**TASK OBJECTIVE:**
Write out once more the lines running from the top of the entries below to the line with "lookup cap brim", both ends included.

(Dataset items)
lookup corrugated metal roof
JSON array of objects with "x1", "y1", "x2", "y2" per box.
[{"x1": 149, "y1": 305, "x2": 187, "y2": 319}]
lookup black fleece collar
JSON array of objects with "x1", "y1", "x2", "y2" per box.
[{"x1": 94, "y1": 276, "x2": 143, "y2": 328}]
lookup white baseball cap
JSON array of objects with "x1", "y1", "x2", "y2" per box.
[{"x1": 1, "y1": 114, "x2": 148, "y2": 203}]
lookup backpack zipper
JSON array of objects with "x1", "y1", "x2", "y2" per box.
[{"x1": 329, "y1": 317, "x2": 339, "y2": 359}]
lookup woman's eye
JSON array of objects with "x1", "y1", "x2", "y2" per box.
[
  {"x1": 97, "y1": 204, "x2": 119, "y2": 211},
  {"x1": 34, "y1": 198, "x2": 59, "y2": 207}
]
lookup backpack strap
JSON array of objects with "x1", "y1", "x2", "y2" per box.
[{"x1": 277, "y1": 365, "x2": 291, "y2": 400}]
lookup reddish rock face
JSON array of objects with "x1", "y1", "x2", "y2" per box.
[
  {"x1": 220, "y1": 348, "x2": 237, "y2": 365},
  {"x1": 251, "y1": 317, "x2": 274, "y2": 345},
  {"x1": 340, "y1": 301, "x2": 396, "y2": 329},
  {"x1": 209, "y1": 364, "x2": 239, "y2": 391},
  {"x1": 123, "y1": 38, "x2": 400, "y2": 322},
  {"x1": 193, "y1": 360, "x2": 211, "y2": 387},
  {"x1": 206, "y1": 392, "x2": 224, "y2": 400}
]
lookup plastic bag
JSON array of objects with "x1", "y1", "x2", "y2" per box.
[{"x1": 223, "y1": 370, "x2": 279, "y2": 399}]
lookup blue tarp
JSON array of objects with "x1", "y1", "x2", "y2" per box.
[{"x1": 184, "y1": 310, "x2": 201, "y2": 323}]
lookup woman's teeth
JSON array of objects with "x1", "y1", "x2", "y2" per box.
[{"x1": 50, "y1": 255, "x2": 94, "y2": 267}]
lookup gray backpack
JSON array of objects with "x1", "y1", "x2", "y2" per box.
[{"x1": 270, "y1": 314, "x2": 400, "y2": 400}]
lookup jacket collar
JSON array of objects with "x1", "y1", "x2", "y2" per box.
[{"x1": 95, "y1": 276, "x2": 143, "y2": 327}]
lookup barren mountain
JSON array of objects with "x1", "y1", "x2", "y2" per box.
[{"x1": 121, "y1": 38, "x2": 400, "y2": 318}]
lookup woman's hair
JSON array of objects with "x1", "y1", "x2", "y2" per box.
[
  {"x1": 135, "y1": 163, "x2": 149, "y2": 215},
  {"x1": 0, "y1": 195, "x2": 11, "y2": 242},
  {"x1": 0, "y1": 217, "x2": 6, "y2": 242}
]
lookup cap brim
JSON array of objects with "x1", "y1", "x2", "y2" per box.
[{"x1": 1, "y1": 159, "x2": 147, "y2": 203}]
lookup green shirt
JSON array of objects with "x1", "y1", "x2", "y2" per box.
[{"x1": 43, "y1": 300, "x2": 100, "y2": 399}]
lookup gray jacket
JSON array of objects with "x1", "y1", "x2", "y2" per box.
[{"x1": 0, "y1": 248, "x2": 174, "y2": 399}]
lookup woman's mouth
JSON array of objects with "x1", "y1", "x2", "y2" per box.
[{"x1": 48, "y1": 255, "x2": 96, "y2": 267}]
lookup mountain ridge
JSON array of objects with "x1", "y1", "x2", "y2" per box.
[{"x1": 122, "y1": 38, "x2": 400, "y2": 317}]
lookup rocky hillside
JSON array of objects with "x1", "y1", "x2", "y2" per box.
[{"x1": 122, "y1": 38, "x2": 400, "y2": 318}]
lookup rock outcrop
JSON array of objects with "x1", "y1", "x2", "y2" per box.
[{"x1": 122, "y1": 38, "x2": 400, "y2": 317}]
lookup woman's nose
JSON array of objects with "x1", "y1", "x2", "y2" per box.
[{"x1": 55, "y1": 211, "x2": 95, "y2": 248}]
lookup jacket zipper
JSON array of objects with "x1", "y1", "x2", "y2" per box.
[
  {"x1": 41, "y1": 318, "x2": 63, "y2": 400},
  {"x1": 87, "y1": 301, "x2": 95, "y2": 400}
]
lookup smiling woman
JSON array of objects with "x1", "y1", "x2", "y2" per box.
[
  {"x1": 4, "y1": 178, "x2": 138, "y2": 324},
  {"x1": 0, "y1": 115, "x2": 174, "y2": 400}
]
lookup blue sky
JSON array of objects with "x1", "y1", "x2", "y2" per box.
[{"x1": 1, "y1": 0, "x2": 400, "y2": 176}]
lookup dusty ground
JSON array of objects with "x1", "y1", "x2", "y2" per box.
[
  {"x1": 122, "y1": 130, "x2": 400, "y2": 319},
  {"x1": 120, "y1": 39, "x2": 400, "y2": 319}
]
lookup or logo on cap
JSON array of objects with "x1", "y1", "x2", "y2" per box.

**SOLUTION TO THE EXERCISE:**
lookup corrugated metal roof
JSON array of objects with "x1", "y1", "x2", "y2" per box.
[{"x1": 149, "y1": 305, "x2": 187, "y2": 319}]
lookup black fleece collar
JSON array of objects with "x1", "y1", "x2", "y2" per box.
[{"x1": 94, "y1": 276, "x2": 143, "y2": 328}]
lookup white baseball cap
JSON array of objects with "x1", "y1", "x2", "y2" per box.
[{"x1": 1, "y1": 114, "x2": 148, "y2": 203}]
lookup backpack zipper
JSON array of objects with "x1", "y1", "x2", "y2" per box.
[{"x1": 329, "y1": 317, "x2": 339, "y2": 359}]
lookup woman's eye
JSON array of objects with "x1", "y1", "x2", "y2" per box.
[
  {"x1": 97, "y1": 204, "x2": 119, "y2": 211},
  {"x1": 34, "y1": 198, "x2": 59, "y2": 207}
]
lookup backpack strap
JSON array of objects with "x1", "y1", "x2", "y2" per box.
[{"x1": 277, "y1": 365, "x2": 291, "y2": 400}]
lookup reddish rock face
JSON array of objects with "x1", "y1", "x2", "y2" per box.
[
  {"x1": 220, "y1": 348, "x2": 237, "y2": 365},
  {"x1": 251, "y1": 317, "x2": 274, "y2": 345},
  {"x1": 340, "y1": 301, "x2": 396, "y2": 329},
  {"x1": 209, "y1": 364, "x2": 239, "y2": 391},
  {"x1": 123, "y1": 38, "x2": 400, "y2": 322},
  {"x1": 193, "y1": 360, "x2": 211, "y2": 387},
  {"x1": 206, "y1": 392, "x2": 224, "y2": 400}
]
lookup plastic bag
JSON array of objects with "x1", "y1", "x2", "y2" per box.
[{"x1": 223, "y1": 370, "x2": 279, "y2": 399}]
lookup blue tarp
JSON array of objects with "x1", "y1", "x2", "y2" per box.
[{"x1": 184, "y1": 310, "x2": 201, "y2": 323}]
lookup woman's teeth
JSON array of objects with "x1", "y1", "x2", "y2" per box.
[{"x1": 50, "y1": 255, "x2": 94, "y2": 267}]
lookup gray backpack
JSON array of objects with "x1", "y1", "x2", "y2" per box.
[{"x1": 270, "y1": 314, "x2": 400, "y2": 400}]
lookup jacket collar
JSON array of objects with "x1", "y1", "x2", "y2" per box.
[{"x1": 95, "y1": 276, "x2": 143, "y2": 327}]
lookup barren mountain
JSON array of objects with "x1", "y1", "x2", "y2" per box.
[{"x1": 121, "y1": 38, "x2": 400, "y2": 318}]
lookup woman's hair
JSON array of objects with "x1", "y1", "x2", "y2" per box.
[
  {"x1": 135, "y1": 163, "x2": 149, "y2": 215},
  {"x1": 0, "y1": 195, "x2": 11, "y2": 242},
  {"x1": 0, "y1": 217, "x2": 6, "y2": 242}
]
lookup cap brim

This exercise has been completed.